> _Text block_:
* * * * *

Challenges with Regrind

The use of regrind can lead to various issues like possible contamination, inconsistent pellet configuration, glass fiber breakage, and polymer degradation. These problems can affect the final part dimensional control, the overall quality of the final plastic part and processing consistency.

Contamination is often the result of improper material handling. To avoid this, it is essential to establish specific and detailed material handling procedures. Properly cleaning grinders and hoppers and keeping material containers covered are just a few of the essential steps that need to be taken to maintain the purity of the regrind. Another method of avoiding contamination is to do the grinding press side and adding the regrind back into the process at the established ratio.  This will avoid any possible contamination in a separate part of the plant.

Glass-filled materials commonly exhibit some degree of fiber breakage during processing and regrinding. Using such reground material can lead to reduced mechanical properties, particularly tensile and impact strength. Moreover, maintaining dimensional control becomes more challenging due to changes in shrinkage rates. The extent of these issues depends on the amount of fiber breakage and the quantity of regrind utilized. Low rpm grinders and press side cutting while the runners or parts are warm is an effective method of reducing fiber breakage.

* * * * *

> _Information given_:

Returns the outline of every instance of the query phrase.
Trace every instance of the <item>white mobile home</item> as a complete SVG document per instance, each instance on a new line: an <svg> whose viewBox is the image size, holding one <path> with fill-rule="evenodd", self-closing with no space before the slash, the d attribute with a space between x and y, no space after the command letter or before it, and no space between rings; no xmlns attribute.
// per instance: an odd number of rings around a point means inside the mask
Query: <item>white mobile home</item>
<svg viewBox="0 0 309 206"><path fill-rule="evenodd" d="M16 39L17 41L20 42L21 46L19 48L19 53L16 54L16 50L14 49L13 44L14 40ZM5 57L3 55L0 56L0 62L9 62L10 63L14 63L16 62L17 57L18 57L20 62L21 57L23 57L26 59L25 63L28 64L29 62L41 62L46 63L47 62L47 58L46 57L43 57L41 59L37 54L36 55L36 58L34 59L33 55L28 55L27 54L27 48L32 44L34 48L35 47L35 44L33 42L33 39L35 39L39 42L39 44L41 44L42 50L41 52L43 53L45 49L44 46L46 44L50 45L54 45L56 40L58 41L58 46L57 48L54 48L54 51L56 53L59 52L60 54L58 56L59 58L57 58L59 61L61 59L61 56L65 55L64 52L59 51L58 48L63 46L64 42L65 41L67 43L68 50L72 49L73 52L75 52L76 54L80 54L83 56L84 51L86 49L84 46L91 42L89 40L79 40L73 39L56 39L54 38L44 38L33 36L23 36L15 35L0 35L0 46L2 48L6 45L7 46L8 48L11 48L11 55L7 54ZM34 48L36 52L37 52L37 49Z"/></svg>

* * * * *

> _Work to do_: From the passage on regrind challenges above, return word for word the stretch starting with "Challenges with Regrind" and going on through "and processing consistency.".

> _Output of the exercise_:
Challenges with Regrind

The use of regrind can lead to various issues like possible contamination, inconsistent pellet configuration, glass fiber breakage, and polymer degradation. These problems can affect the final part dimensional control, the overall quality of the final plastic part and processing consistency.